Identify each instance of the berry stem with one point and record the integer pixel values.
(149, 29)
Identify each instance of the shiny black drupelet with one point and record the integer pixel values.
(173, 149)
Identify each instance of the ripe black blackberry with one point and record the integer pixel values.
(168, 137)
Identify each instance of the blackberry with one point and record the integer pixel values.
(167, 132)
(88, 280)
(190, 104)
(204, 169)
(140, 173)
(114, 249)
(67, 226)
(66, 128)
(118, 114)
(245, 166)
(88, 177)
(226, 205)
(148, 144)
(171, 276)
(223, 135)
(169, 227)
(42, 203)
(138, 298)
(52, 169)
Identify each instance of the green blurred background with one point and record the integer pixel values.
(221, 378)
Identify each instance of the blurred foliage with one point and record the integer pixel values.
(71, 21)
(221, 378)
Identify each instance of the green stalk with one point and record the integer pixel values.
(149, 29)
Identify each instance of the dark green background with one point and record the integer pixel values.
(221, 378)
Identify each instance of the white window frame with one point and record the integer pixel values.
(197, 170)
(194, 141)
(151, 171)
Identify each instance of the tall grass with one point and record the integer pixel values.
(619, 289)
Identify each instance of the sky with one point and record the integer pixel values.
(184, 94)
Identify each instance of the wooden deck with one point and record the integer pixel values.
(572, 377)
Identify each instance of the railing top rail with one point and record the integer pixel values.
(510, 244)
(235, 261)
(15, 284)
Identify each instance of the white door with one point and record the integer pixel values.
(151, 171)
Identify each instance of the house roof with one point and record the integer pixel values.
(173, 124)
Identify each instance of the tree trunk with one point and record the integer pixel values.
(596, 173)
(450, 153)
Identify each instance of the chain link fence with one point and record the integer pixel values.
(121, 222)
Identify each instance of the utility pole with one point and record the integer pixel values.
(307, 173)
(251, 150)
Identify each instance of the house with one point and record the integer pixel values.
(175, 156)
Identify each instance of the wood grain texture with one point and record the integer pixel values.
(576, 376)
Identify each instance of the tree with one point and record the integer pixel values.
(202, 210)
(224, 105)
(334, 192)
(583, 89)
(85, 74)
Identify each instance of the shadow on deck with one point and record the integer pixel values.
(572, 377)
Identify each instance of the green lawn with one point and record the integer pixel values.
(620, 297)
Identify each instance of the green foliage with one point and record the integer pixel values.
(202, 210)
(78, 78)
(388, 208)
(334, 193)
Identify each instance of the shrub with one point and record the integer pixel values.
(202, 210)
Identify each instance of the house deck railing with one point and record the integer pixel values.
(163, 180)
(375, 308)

--------

### Aim
Rewrite the material from the line with "Identify each instance of the tree trunk" through its final line, replacing "chain link fence" with "wire mesh fence" and leaving all else unchanged.

### Full output
Identify each instance of the tree trunk with one point and record the integer pixel values.
(596, 173)
(450, 153)
Identify each instance of the wire mesh fence with one point and record the integer pixel values.
(121, 222)
Identify each instance of the utility pole with one point and record the integer pixel values.
(307, 173)
(251, 150)
Identify each instance of the house with one point and record the integer pixel values.
(175, 156)
Identify each instance of the wood grain texture with one point and record the integer pixel values.
(576, 376)
Identify each instance of the tree with one point and record the integer pixel values.
(202, 210)
(224, 105)
(334, 192)
(583, 89)
(85, 74)
Identify each instance of the shadow on deck with one point and record the integer pixel values.
(572, 377)
Identify each instance of the green lawn with one point and record the integer pixel values.
(620, 297)
Identify each instance of the green foliage with one point and record the integer pixel values.
(202, 210)
(78, 78)
(388, 208)
(334, 193)
Identify each instance of the shrub with one point and record the integer pixel values.
(202, 210)
Identify each instance of the house deck railing with one point and record the integer pixel values.
(163, 180)
(375, 308)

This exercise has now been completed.